■ AIM
Print verbatim every line starting at the one that contains "the bathtub above? Mark it with a dot." and ending at the final line of the records; include both endpoints.

---------- ENTRIES SHOWN

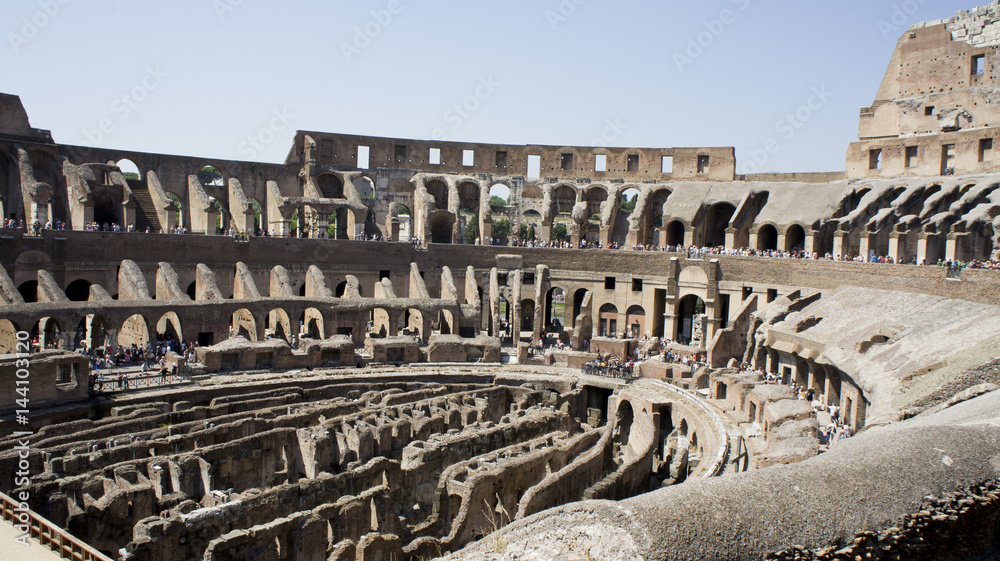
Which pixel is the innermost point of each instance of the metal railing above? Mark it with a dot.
(61, 542)
(617, 371)
(112, 384)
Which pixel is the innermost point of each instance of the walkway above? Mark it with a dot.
(10, 550)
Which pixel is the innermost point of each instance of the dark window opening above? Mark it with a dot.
(566, 163)
(985, 149)
(874, 159)
(703, 162)
(947, 159)
(978, 65)
(601, 162)
(64, 374)
(632, 164)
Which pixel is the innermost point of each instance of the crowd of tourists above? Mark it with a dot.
(610, 366)
(830, 432)
(109, 365)
(692, 252)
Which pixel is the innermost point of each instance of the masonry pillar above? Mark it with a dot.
(956, 246)
(922, 248)
(670, 326)
(810, 242)
(322, 224)
(895, 246)
(839, 244)
(393, 328)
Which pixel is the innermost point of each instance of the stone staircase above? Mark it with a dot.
(145, 210)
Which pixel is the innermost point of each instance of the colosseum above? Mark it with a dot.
(393, 349)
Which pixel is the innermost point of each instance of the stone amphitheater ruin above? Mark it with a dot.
(380, 400)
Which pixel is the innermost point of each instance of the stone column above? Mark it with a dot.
(839, 244)
(922, 248)
(896, 246)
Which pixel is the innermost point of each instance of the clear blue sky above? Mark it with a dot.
(201, 77)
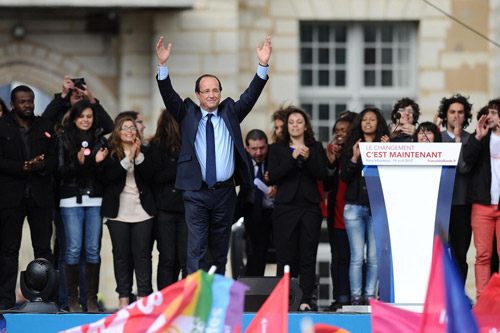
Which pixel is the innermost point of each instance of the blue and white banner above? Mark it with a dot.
(409, 204)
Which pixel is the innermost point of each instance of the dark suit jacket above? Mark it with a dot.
(188, 115)
(12, 177)
(285, 172)
(114, 176)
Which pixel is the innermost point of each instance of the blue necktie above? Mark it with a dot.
(257, 203)
(211, 172)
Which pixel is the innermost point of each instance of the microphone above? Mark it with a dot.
(398, 121)
(423, 132)
(300, 160)
(86, 151)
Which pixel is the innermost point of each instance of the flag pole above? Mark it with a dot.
(286, 298)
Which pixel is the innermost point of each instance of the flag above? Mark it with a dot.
(324, 328)
(273, 314)
(487, 308)
(387, 318)
(188, 305)
(446, 308)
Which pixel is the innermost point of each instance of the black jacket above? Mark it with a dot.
(286, 172)
(59, 106)
(477, 154)
(114, 182)
(13, 178)
(164, 161)
(74, 178)
(331, 185)
(350, 173)
(188, 115)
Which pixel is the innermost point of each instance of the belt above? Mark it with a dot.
(226, 183)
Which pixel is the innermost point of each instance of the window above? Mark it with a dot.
(354, 65)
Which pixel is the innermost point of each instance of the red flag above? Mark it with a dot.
(324, 328)
(487, 308)
(273, 314)
(387, 318)
(434, 314)
(139, 314)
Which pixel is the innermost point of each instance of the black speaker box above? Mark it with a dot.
(261, 288)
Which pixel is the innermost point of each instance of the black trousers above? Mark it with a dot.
(209, 217)
(170, 231)
(258, 238)
(11, 230)
(297, 232)
(339, 267)
(460, 233)
(132, 238)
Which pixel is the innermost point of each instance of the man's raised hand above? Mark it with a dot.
(162, 52)
(264, 53)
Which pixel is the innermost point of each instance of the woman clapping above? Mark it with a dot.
(81, 149)
(296, 163)
(129, 208)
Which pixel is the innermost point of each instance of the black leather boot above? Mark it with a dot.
(72, 284)
(92, 283)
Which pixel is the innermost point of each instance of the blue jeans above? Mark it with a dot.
(75, 219)
(359, 226)
(61, 262)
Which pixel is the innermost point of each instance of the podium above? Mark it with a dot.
(410, 186)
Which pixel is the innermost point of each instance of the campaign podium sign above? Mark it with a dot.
(410, 186)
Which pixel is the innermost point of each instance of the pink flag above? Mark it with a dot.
(273, 314)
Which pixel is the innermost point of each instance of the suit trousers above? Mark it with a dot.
(132, 238)
(11, 230)
(209, 216)
(297, 231)
(258, 238)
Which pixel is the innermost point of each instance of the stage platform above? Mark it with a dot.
(50, 323)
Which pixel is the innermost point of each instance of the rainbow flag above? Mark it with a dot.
(200, 303)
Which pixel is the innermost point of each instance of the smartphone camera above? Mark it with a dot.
(79, 82)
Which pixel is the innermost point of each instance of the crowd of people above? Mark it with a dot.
(78, 167)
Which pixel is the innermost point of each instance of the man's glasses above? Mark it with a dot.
(207, 92)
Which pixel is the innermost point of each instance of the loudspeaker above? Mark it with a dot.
(261, 288)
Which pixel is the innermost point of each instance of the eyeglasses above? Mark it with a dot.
(207, 92)
(410, 111)
(132, 128)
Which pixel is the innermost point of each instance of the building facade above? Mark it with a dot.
(328, 55)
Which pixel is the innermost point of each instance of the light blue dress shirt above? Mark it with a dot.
(224, 145)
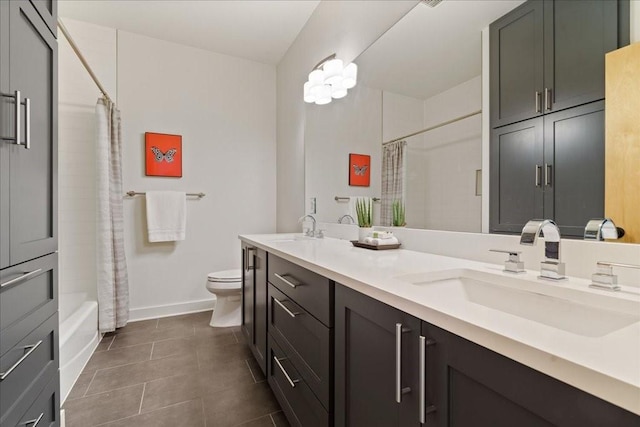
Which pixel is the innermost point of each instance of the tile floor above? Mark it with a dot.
(173, 371)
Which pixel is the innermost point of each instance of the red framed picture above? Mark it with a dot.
(163, 154)
(359, 170)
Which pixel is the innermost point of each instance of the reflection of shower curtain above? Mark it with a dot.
(113, 283)
(392, 178)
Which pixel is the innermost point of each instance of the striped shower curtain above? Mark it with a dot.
(392, 179)
(113, 283)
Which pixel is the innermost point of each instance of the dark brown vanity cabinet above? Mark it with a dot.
(549, 167)
(548, 55)
(300, 363)
(254, 302)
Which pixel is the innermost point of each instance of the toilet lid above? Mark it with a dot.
(225, 276)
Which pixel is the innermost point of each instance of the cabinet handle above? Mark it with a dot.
(291, 382)
(424, 409)
(34, 422)
(547, 174)
(27, 122)
(24, 276)
(547, 99)
(29, 349)
(293, 285)
(289, 312)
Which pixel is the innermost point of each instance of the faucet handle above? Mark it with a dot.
(513, 264)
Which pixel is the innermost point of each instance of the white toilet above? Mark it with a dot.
(226, 286)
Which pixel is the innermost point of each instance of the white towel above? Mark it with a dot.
(166, 215)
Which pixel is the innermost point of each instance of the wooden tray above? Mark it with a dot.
(374, 247)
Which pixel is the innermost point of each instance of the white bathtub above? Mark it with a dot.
(79, 337)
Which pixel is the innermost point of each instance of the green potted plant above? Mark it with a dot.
(398, 214)
(364, 212)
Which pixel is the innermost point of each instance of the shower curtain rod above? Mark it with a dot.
(448, 122)
(75, 48)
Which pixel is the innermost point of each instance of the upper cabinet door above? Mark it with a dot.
(577, 35)
(516, 61)
(33, 171)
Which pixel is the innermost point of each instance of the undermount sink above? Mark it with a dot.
(571, 310)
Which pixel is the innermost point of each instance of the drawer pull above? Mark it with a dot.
(293, 285)
(291, 382)
(24, 276)
(34, 422)
(29, 349)
(289, 312)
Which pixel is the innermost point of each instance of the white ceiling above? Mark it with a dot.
(431, 49)
(259, 30)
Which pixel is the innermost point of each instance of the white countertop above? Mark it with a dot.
(604, 364)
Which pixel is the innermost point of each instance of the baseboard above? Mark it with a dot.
(144, 313)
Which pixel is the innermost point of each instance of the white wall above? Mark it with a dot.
(348, 125)
(346, 28)
(76, 161)
(224, 108)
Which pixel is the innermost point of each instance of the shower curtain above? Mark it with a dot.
(113, 283)
(392, 179)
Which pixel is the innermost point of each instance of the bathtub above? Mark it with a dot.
(79, 337)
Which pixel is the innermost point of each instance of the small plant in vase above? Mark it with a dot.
(398, 214)
(364, 212)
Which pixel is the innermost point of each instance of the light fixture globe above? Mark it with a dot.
(333, 70)
(350, 75)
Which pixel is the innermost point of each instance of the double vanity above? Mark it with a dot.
(348, 336)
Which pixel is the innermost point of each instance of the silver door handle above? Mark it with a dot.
(24, 276)
(292, 383)
(547, 174)
(547, 98)
(30, 349)
(34, 422)
(293, 285)
(27, 122)
(289, 312)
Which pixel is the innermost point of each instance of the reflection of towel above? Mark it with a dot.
(166, 215)
(381, 242)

--------------------

■ WORKED SOLUTION
Which pixel is the innermost point of each instance of the bathtub above? Mark it with a dot.
(79, 337)
Which pixel is the innermost point of each instance of the small plant in vase above? Mark it with a dot.
(398, 214)
(364, 212)
Which pixel is the innermost point of each instance of the light fixture globe above? Mark it with a dot.
(333, 70)
(350, 75)
Which pixel is the innermost point of each instance of the double vanity above? Mark it with a dot.
(348, 336)
Which pixel is the innermost point of each instance of the silver door handle above? Mark it with a dot.
(24, 276)
(292, 383)
(547, 174)
(547, 98)
(30, 349)
(34, 422)
(293, 285)
(27, 122)
(289, 312)
Which pixel is the innermost point of each instance of the reflection of towel above? Mark it with a dot.
(166, 215)
(381, 242)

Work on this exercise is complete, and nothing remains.